Start of PROVIDED TEXT
Re: [PATCH] kvm: pass the virtual SEI syndrome to guest OS

From: James Morse
Date: Tue Mar 21 2017 - 09:10:54 EST


Hi,

On 21/03/17 06:32, gengdongjiu wrote:
> On 2017/3/20 23:08, James Morse wrote:
>> On 20/03/17 13:58, Marc Zyngier wrote:
>>> On 20/03/17 12:28, gengdongjiu wrote:
>>>> On 2017/3/20 19:24, Marc Zyngier wrote:
>>>>> On 20/03/17 07:55, Dongjiu Geng wrote:
>>>>>> In the RAS implementation, hardware pass the virtual SEI
>>>>>> syndrome information through the VSESR_EL2, so set the virtual
>>>>>> SEI syndrome using physical SEI syndrome el2_elr to pass to
>>>>>> the guest OS

(I've juggled the order of your replies:)

> so for both SEA and SEI, do you prefer to below steps?
> EL0/EL1 SEI/SEA ---> EL3 firmware first handle ------> EL2 hypervisor notify >
the Qemu to inject SEI/SEA------>Qemu call KVM API to inject SEA/SEI---->KVM >
inject SEA/SEI to guest OS

Yes, to expand your EL2 hypervisor notify Qemu step:
1 The host should call its APEI code to parse the CPER records.
2 User space processes are then notified via SIGBUS (or for rasdaemon, trace
points).
3 Qemu can take the address delivered via SIGBUS and generate CPER records for
the guest. It knows how to convert host addresses to guest IPAs, and it knows
where in guest memory to write the CPER records.
4 Qemu can then notify the guest via whatever mechanism it advertised via the
HEST/GHES table. It might not be the same mechanism that the host received
the notification through.

Steps 1 and 2 are the same even if no guest is running, so we don't have to add
any special case for KVM. This is existing code that x86 uses.
We can test the Qemu parts without any firmware support and the APEI path in the
host and guest is the same.


>> Is anyone from Huawei looking at adding RAS support for Qemu?
> yes, I am looking at Qemu and want to add RAS support.

Great, support in Qemu is one of the missing pieces. On x86 it looks like it
emulates machine-check-exceptions, which is how x86 did this before
firmware-first and APEI became the standard.
End of PROVIDED TEXT
Start of GIVEN RECORDS
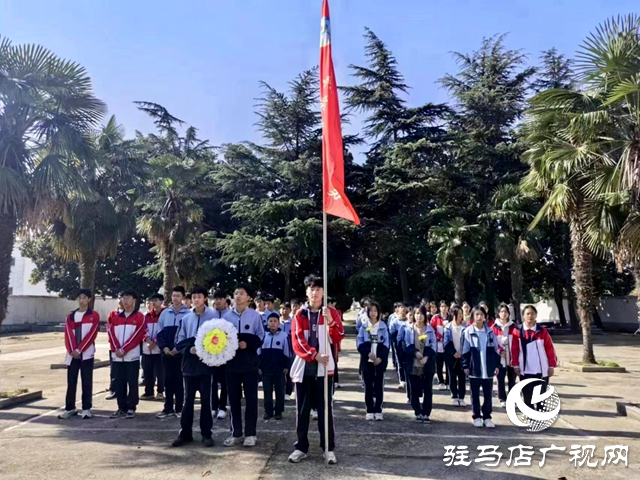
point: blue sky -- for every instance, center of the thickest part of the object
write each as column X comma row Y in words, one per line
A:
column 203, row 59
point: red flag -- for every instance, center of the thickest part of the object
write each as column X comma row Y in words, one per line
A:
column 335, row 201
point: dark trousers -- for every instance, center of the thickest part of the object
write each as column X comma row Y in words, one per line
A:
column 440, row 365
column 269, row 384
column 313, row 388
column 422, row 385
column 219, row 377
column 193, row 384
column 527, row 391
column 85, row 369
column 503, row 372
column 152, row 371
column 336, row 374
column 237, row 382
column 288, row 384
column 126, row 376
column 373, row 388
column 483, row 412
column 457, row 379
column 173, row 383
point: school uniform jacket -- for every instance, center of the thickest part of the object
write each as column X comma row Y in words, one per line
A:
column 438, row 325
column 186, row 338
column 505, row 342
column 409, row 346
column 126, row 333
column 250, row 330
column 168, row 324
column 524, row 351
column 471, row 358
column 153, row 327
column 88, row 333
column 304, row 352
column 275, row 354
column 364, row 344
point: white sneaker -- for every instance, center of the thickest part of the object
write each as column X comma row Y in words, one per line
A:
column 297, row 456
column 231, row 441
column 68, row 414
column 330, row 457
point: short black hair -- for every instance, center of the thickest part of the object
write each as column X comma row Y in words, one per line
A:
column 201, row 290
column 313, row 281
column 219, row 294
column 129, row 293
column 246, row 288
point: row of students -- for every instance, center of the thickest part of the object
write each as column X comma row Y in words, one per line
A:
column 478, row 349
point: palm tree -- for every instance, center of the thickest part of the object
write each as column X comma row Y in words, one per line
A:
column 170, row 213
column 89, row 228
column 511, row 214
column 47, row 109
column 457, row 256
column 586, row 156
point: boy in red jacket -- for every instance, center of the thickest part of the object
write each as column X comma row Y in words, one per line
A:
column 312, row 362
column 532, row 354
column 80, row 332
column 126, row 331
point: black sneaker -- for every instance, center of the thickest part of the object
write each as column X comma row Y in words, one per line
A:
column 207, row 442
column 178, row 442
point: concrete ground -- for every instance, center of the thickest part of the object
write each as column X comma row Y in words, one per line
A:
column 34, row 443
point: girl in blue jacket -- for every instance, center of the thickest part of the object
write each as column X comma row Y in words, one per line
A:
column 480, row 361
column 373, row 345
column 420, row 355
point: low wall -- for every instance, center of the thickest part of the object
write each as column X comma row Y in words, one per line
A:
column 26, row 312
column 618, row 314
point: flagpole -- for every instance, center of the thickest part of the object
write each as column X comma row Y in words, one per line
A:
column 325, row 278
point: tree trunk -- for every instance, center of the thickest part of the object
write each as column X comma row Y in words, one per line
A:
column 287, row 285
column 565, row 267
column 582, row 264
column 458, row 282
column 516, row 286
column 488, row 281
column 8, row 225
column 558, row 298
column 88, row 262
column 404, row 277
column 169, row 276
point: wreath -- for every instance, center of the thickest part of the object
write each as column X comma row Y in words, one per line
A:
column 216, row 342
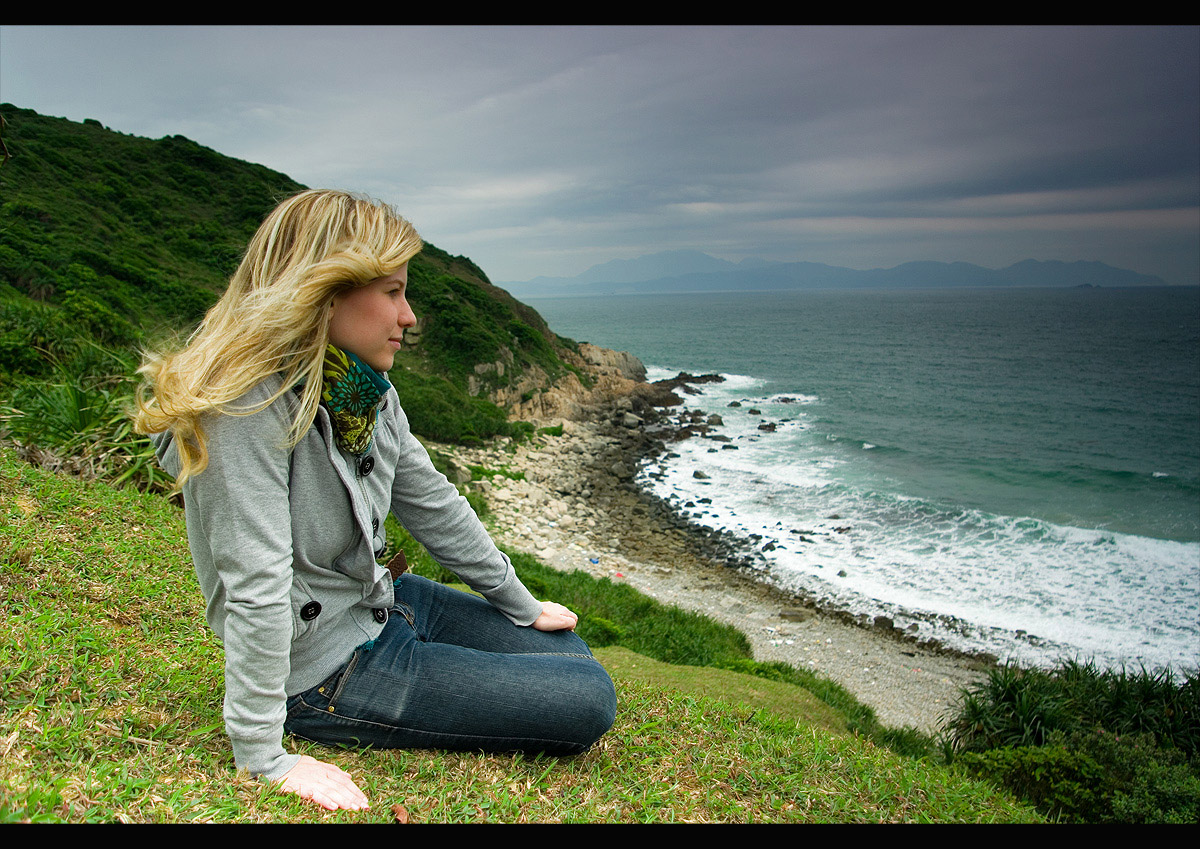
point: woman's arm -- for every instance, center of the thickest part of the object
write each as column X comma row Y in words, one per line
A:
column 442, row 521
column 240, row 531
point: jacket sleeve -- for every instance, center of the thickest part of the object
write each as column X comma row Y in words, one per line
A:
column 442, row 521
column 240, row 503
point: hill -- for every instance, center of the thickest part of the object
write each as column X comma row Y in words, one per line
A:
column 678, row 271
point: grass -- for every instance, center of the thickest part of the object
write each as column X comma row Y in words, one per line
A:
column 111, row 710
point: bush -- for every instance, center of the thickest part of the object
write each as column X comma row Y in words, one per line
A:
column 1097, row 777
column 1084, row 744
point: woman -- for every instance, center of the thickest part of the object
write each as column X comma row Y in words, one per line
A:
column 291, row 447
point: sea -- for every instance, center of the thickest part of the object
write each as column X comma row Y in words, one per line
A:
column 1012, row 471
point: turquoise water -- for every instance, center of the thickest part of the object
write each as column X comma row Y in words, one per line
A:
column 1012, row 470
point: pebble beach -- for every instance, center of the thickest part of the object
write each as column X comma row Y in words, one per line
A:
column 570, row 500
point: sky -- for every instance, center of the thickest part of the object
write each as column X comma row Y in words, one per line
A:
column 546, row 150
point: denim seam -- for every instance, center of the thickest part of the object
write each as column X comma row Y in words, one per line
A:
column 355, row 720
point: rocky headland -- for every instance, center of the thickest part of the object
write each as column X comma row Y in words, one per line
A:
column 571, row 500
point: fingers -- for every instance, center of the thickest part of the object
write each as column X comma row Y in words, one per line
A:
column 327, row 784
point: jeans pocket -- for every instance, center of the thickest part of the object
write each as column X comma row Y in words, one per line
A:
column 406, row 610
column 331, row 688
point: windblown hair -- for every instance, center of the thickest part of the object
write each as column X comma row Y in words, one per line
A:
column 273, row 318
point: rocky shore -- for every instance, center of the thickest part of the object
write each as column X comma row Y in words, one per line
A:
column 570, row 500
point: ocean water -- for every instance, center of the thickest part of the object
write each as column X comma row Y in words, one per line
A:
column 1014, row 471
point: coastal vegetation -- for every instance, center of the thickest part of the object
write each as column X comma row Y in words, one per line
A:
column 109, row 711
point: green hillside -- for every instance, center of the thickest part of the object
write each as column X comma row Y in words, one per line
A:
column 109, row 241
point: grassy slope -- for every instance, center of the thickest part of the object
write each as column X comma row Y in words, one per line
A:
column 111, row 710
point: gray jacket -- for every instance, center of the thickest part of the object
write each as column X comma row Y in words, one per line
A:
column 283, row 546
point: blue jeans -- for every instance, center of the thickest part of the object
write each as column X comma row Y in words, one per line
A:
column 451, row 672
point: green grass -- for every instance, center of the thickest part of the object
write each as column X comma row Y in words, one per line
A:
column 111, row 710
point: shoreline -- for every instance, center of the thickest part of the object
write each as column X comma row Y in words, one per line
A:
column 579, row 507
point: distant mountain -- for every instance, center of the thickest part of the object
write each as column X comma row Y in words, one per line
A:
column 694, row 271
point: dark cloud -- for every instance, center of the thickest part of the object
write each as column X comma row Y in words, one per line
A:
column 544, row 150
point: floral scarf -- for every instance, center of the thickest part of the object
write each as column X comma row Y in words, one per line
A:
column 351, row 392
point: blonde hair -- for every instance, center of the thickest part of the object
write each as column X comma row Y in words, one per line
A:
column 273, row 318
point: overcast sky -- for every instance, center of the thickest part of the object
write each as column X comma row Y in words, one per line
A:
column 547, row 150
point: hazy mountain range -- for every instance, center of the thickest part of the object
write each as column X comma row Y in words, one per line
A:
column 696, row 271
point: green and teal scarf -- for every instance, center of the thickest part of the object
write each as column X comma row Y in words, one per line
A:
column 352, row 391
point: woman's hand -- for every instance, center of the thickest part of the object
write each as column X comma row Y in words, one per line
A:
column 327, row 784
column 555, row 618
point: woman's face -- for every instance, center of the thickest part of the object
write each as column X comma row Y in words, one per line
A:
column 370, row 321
End of GIVEN RECORDS
### WHAT YOU WILL DO
Rewrite the patch discussion from "On 21/03/17 06:32, gengdongjiu" up to and including "of your replies:)", replacing "RAS implementation" with "RAS design". Rely only on the patch discussion.

### SOLVED PROBLEM
On 21/03/17 06:32, gengdongjiu wrote:
> On 2017/3/20 23:08, James Morse wrote:
>> On 20/03/17 13:58, Marc Zyngier wrote:
>>> On 20/03/17 12:28, gengdongjiu wrote:
>>>> On 2017/3/20 19:24, Marc Zyngier wrote:
>>>>> On 20/03/17 07:55, Dongjiu Geng wrote:
>>>>>> In the RAS design, hardware pass the virtual SEI
>>>>>> syndrome information through the VSESR_EL2, so set the virtual
>>>>>> SEI syndrome using physical SEI syndrome el2_elr to pass to
>>>>>> the guest OS

(I've juggled the order of your replies:)